■ STATED PROBLEM ■
Gather every line in the entries below that contains the string "pole". Letter case must match.

■ SUPPLIED RECORDS ■

+++

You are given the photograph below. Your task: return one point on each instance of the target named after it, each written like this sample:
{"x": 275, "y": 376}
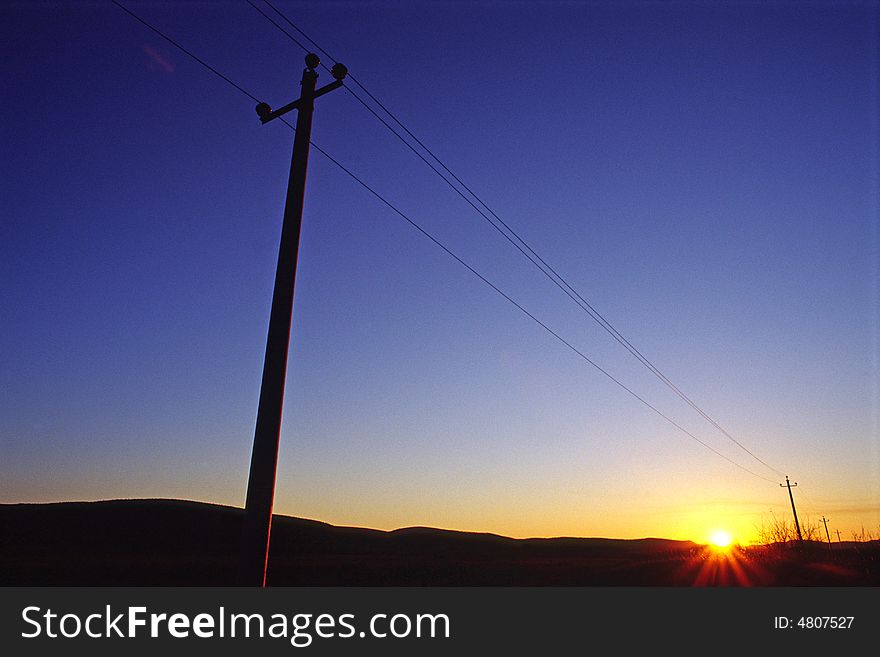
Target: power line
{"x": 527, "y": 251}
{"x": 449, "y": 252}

+++

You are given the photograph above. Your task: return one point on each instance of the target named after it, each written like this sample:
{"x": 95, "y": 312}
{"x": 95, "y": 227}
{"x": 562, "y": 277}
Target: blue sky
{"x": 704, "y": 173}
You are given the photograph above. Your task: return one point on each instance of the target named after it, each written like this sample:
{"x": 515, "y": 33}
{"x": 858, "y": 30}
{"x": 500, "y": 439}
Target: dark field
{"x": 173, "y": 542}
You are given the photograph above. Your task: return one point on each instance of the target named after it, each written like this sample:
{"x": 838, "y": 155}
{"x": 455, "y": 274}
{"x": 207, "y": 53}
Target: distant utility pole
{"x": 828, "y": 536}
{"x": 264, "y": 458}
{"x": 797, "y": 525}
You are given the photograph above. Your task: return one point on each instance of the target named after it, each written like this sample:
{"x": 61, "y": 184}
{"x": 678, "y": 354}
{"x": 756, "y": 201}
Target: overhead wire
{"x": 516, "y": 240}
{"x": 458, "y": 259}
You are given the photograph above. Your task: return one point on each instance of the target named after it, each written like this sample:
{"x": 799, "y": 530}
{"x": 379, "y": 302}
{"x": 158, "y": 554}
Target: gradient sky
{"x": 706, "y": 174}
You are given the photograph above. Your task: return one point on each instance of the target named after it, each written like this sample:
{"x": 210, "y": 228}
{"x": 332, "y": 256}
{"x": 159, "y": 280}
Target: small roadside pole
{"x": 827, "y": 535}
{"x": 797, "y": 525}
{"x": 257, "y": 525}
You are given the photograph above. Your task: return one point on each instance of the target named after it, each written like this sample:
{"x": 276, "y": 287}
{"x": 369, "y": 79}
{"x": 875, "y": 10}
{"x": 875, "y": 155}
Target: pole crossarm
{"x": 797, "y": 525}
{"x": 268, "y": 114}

+++

■ REPLY TO THE EXERCISE ■
Target: distant utility pole
Target: small roadside pole
Target: pole crossarm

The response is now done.